> **Teks yang Diberikan**
⁂
Tidak hanya itu, di akhir-akhir hidup beliau, beliau masih mewanti-wanti masalah bid’ah. Al Irbadh bin Sariyah radhiallahu’anhu mengatakan:
صلَّى بنا رسولُ اللهِ صلَّى اللهُ عليه وسلَّمَ ذاتَ يَومٍ، ثُمَّ أقبَلَ علينا، فوَعَظَنا مَوعِظةً بَليغةً ذَرَفَتْ منها العُيونُ، ووَجِلَتْ منها القُلوبُ، فقال قائلٌ: يا رسولَ اللهِ صلَّى اللهُ عليه وسلَّمَ، كأنَّ هذه مَوعِظةُ مُودِّعٍ، فماذا تَعهَدُ إلينا؟
“Rasulullah shallallahu ‘alaihi wa sallam shalat bersama kami suatu hari. Setelah shalat beliau menghadap kami kemudian memberikan nasehat yang mendalam yang membuat air mata berlinang dan hati bergetar. Maka ada berkata: wahai Rasulullah, seakan-akan ini adalah nasehat orang yang akan berpisah, apa yang engkau pesankan kepada kami?”.
⁂
> **Tujuan yang Ditetapkan A**
Skalakan ulang koordinat piksel pada bagian daftar dari baris yang memuat "Mark the innermost point of each instance of the stone block" hingga baris yang memuat "(1163, 378)". Setiap koordinat dikalikan 0,9 lalu dibulatkan ke bilangan bulat, dengan nilai setengah dibulatkan ke atas, dan semua baris lain dalam bagian itu disalin tanpa perubahan.

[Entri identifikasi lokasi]
⁂
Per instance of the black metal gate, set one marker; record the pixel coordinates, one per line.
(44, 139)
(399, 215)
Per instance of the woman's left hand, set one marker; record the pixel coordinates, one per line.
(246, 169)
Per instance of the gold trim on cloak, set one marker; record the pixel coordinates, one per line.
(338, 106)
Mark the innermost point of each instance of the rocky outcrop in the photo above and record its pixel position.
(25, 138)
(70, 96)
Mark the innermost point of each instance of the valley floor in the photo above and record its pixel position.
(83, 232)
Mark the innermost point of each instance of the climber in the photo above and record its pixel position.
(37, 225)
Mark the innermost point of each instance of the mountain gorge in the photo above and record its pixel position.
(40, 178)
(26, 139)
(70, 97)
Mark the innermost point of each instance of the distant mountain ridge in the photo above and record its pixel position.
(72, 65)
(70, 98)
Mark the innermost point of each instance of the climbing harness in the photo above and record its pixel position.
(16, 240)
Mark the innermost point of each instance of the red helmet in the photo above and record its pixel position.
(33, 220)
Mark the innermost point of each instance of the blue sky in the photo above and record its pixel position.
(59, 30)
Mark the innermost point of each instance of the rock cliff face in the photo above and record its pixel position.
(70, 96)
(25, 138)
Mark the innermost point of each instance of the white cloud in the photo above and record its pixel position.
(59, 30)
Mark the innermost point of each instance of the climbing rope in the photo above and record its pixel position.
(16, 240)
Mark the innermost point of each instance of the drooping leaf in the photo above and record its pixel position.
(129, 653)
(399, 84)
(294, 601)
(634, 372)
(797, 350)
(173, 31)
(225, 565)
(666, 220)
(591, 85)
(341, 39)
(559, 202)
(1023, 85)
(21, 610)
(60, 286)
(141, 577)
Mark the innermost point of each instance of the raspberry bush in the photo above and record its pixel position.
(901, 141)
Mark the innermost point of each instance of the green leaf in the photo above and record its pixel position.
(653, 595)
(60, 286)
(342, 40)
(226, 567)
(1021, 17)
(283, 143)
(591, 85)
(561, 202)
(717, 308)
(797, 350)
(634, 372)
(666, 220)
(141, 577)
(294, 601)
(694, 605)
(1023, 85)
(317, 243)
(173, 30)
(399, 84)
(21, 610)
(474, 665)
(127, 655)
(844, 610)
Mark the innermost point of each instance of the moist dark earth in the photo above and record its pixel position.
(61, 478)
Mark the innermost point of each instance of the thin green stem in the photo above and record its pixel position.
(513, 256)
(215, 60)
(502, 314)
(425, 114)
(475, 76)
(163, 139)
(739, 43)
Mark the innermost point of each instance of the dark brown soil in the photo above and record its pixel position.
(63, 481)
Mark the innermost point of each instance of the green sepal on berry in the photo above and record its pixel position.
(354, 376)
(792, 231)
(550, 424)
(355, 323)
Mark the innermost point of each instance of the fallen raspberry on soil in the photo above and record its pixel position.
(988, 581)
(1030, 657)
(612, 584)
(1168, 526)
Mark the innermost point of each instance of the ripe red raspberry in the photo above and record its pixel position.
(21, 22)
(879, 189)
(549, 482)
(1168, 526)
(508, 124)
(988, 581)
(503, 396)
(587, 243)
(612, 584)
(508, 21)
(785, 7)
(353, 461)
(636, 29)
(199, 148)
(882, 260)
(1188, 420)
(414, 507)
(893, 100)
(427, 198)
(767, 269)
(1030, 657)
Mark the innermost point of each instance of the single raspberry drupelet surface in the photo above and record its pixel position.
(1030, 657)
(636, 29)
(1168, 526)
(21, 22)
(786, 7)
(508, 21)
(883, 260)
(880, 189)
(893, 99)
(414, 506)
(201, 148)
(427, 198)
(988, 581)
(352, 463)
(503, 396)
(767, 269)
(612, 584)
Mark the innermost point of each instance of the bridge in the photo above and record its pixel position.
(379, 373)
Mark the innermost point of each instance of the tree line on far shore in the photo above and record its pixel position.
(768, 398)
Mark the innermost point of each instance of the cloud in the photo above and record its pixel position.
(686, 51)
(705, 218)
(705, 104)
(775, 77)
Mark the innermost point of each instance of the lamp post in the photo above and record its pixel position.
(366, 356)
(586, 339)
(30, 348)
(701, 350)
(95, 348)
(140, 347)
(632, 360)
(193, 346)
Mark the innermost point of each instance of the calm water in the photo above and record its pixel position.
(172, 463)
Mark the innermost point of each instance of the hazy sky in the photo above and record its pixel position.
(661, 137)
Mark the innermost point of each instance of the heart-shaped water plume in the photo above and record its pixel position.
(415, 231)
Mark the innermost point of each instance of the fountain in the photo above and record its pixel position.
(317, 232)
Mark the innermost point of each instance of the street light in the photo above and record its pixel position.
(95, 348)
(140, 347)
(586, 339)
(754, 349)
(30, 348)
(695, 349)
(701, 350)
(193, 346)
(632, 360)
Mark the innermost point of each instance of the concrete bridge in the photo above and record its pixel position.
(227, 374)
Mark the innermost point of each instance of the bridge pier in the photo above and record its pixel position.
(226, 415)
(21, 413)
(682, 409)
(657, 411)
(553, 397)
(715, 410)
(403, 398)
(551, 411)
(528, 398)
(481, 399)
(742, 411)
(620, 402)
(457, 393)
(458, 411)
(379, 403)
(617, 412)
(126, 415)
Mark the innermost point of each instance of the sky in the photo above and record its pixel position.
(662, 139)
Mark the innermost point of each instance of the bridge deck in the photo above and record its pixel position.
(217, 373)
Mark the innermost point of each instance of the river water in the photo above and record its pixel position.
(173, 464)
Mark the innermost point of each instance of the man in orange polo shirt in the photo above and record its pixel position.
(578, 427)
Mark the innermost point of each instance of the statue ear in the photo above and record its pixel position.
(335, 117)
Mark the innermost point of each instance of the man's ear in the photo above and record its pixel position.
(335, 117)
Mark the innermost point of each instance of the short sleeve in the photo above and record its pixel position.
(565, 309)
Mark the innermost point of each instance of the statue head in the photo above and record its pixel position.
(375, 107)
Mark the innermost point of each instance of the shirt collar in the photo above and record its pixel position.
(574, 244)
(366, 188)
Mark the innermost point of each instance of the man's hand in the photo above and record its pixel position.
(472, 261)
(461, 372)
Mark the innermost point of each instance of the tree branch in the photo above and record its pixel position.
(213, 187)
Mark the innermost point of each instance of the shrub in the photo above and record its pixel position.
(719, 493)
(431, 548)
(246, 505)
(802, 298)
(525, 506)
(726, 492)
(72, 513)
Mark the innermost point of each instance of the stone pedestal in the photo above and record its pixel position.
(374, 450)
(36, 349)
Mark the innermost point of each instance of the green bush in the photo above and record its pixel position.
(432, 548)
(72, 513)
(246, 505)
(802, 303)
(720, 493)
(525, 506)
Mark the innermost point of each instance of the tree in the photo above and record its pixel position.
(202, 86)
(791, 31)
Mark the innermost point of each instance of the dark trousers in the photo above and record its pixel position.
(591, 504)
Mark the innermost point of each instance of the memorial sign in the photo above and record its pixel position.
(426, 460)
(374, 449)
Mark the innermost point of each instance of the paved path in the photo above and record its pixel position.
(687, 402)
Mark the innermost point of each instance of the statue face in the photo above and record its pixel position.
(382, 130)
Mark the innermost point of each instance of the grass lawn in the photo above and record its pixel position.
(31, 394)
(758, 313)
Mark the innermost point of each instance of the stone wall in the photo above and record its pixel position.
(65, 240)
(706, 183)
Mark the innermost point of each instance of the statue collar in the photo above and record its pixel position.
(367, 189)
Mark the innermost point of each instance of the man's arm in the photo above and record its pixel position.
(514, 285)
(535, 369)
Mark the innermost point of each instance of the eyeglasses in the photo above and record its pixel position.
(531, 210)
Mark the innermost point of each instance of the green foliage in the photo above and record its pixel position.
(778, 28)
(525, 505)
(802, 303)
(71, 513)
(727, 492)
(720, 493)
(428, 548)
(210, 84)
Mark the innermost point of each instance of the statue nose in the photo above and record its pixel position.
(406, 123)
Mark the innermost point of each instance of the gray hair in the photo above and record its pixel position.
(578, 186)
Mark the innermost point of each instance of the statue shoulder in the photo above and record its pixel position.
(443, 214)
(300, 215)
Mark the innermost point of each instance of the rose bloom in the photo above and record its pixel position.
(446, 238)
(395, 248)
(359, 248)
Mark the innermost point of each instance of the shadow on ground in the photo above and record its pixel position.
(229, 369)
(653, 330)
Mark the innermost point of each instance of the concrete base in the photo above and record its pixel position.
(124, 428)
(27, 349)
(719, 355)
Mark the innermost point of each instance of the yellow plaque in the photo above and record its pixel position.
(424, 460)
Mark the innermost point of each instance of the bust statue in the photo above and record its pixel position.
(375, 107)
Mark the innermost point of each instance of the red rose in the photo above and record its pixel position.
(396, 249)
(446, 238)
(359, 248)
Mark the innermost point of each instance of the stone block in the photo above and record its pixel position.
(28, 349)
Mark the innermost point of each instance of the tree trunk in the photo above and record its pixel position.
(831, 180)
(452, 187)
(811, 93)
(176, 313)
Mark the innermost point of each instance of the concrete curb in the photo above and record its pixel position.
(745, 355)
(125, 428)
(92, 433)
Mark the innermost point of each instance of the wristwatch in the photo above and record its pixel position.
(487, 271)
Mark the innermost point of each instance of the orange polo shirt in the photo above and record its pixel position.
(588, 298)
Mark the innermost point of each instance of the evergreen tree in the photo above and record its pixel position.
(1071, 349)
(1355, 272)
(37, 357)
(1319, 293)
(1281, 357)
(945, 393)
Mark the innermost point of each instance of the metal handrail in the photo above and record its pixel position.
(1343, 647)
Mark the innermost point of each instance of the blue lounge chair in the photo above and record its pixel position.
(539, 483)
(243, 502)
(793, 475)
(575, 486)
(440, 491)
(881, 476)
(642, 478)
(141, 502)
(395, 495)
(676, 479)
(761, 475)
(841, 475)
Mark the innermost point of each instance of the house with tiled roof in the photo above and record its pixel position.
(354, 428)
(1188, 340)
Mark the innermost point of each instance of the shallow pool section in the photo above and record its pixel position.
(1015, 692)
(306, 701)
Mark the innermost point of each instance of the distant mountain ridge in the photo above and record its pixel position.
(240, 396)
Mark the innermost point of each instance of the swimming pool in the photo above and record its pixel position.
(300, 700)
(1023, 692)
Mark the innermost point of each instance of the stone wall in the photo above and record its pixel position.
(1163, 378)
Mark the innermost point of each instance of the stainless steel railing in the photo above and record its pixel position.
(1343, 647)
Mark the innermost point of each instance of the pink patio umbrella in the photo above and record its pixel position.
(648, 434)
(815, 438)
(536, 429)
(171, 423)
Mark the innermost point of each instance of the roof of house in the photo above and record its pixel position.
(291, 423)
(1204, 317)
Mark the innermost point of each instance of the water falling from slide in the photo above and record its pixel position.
⁂
> **Tujuan yang Ditetapkan B**
Tuliskan lanjutan teks tentang peringatan Rasulullah terhadap bid’ah, dimulai setelah kalimat terakhirnya.

> **Keluaran yang Diharapkan A**
Mark the innermost point of each instance of the stone block in the photo above and record its pixel position.
(25, 314)
Mark the innermost point of each instance of the tree trunk in the photo above and record its pixel position.
(748, 162)
(407, 168)
(730, 84)
(158, 282)
Mark the innermost point of each instance of the concrete curb in the photo above and record its pixel position.
(671, 320)
(113, 385)
(83, 390)
Mark the innermost point of each instance of the wristwatch in the photo above and record its pixel position.
(438, 244)
Mark the innermost point of each instance of the orange polo shirt in the photo above and record its pixel position.
(529, 268)
Mark the innermost point of each instance of the evergreen tree in the photo above and record its pixel position.
(964, 314)
(1220, 245)
(33, 321)
(1187, 264)
(1153, 321)
(851, 354)
Mark the innermost point of each instance of the metal handrail in the photo above and record its pixel position.
(1209, 582)
Mark the innermost point of each instance of the blue lounge chair in the photo above and record its pixel position.
(485, 435)
(219, 452)
(714, 428)
(518, 437)
(396, 442)
(793, 428)
(578, 430)
(127, 452)
(356, 446)
(608, 431)
(685, 428)
(757, 428)
Mark the innermost point of each instance of the house with tiled roof in the photo above and record its pixel position.
(319, 385)
(1069, 306)
Mark the innermost point of each instance of the shallow pool section in the photo above and record its pixel position.
(914, 623)
(275, 631)
Mark the innermost point of each instance of the distant mountain ridge in the photo above and record its pixel position.
(216, 356)
Mark the innermost point of each instance of the swimming pool in the photo above and record its pixel position.
(270, 630)
(921, 623)
Mark the innermost point of each instance of the stone wall in the photo above and record its pixel position.
(1047, 340)

> **Keluaran yang Diharapkan B**
Maka Rasulullah shallallahu ‘alaihi wa sallam pun bersabda,
أُوصِيكُمْ بِتَقْوَى اللَّهِ وَالسَّمْعِ وَالطَّاعَةِ وَإِنْ عَبْدًا حَبَشِيًّا فَإِنَّهُ مَنْ يَعِشْ مِنْكُمْ بَعْدِى فَسَيَرَى اخْتِلاَفًا كَثِيرًا فَعَلَيْكُمْ بِسُنَّتِى وَسُنَّةِ الْخُلَفَاءِ الْمَهْدِيِّينَ الرَّاشِدِينَ تَمَسَّكُوا بِهَا وَعَضُّوا عَلَيْهَا بِالنَّوَاجِذِ وَإِيَّاكُمْ وَمُحْدَثَاتِ الأُمُورِ فَإِنَّ كُلَّ مُحْدَثَةٍ بِدْعَةٌ وَكُلَّ بِدْعَةٍ ضَلاَلَةٌ
“Aku wasiatkan kepada kalian untuk bertakwa kepada Allah, tetap mendengar dan ta’at kepada pemimpin walaupun yang memimpin kalian adalah seorang budak dari Habasyah. Karena barangsiapa di antara kalian yang hidup sepeninggalku nanti, dia akan melihat perselisihan yang banyak. Maka wajib bagi kalian untuk berpegang pada sunnah-ku dan sunnah Khulafa’ur Rasyidin yang mereka itu telah diberi petunjuk. Berpegang teguhlah dengannya dan gigitlah ia dengan gigi geraham kalian. Jauhilah dengan perkara (agama) yang diada-adakan karena setiap perkara (agama) yang diada-adakan adalah bid’ah dan setiap bid’ah adalah kesesatan” (HR. At Tirmidzi no. 2676. ia berkata: “hadits ini hasan shahih”).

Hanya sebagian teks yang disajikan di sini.